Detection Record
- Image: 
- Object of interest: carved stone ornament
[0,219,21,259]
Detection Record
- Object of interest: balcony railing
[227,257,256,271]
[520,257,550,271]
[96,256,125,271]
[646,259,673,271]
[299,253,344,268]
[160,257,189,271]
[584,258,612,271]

WHAT THE EXERCISE ASKS:
Count the lines in the items above that contain the string "interest", matching case exactly, and reply with the number only.

EXERCISE RESPONSE:
2